*RECORDS SHOWN*
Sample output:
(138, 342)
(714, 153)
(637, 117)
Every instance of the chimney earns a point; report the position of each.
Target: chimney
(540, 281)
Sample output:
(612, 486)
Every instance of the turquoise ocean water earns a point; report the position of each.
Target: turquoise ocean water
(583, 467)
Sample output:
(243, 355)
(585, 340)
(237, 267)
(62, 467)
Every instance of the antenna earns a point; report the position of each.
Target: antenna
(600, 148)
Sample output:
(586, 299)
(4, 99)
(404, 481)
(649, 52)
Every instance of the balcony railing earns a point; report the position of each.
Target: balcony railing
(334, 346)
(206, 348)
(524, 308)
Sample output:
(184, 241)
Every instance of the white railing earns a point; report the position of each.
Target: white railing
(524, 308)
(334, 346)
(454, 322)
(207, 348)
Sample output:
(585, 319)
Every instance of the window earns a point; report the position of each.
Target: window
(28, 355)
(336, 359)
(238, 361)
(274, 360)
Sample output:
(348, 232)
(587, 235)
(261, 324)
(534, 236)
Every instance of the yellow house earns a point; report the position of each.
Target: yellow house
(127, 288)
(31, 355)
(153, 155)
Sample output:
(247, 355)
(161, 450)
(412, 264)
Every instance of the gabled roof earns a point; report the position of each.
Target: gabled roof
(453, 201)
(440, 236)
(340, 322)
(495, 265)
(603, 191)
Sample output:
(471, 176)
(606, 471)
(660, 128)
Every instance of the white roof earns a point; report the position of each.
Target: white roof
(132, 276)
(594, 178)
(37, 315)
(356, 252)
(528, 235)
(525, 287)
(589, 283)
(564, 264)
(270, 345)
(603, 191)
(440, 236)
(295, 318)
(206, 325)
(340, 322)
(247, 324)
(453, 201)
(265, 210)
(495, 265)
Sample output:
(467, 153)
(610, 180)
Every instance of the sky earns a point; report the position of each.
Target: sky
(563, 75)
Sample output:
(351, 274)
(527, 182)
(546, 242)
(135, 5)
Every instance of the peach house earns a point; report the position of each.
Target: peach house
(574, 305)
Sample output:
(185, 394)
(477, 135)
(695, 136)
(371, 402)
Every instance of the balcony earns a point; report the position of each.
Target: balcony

*WHAT NEEDS TO BE DONE*
Reproduce every entry shown above, precisely as it stands.

*CORRECT ANSWER*
Sample output:
(138, 342)
(714, 153)
(637, 117)
Every instance of the chimney earns a point; report the position of each.
Target: chimney
(540, 281)
Sample output:
(612, 486)
Every instance of the turquoise ocean water earns a point; report the position of each.
Target: turquoise ocean water
(583, 467)
Sample output:
(243, 355)
(585, 340)
(237, 267)
(62, 467)
Every instance of the antenna earns a point; report the position of each.
Target: antenna
(600, 148)
Sample output:
(586, 299)
(4, 99)
(404, 481)
(649, 52)
Every instance of the balcony railing earns a point; report the position of each.
Target: balcony railing
(334, 346)
(206, 348)
(524, 308)
Sample output:
(184, 241)
Every instance of the white railing earns a point; report the position of each.
Target: white railing
(524, 308)
(334, 346)
(454, 322)
(207, 348)
Sample output:
(585, 319)
Every instance of the window earns a point; report the position of each.
Target: window
(28, 355)
(336, 359)
(238, 361)
(274, 360)
Sample output:
(348, 232)
(587, 235)
(261, 324)
(534, 236)
Every instance of the yellow house earns a point; report the position of each.
Target: yellow house
(127, 288)
(31, 355)
(153, 155)
Sample output:
(247, 355)
(161, 450)
(412, 264)
Every instance of the gabled roof earns a point; report the position of each.
Target: gabled roof
(453, 201)
(440, 236)
(340, 322)
(495, 265)
(603, 191)
Sample output:
(471, 176)
(606, 471)
(660, 128)
Every instance of the white roof earns a point; report the position of each.
Target: white roof
(132, 276)
(594, 178)
(37, 315)
(356, 252)
(528, 235)
(525, 287)
(589, 283)
(564, 264)
(270, 345)
(603, 191)
(440, 236)
(295, 318)
(206, 325)
(340, 322)
(247, 324)
(453, 201)
(265, 210)
(495, 265)
Sample output:
(467, 153)
(610, 180)
Every instance of the sky earns a point; report the position of each.
Target: sky
(563, 75)
Sample output:
(351, 274)
(527, 182)
(546, 242)
(135, 5)
Every instance of the peach house earns a point; report the position of each.
Target: peach house
(574, 305)
Sample output:
(185, 394)
(477, 135)
(695, 136)
(371, 402)
Every instance of the balcony earns a point; report the position of each.
Target: balcony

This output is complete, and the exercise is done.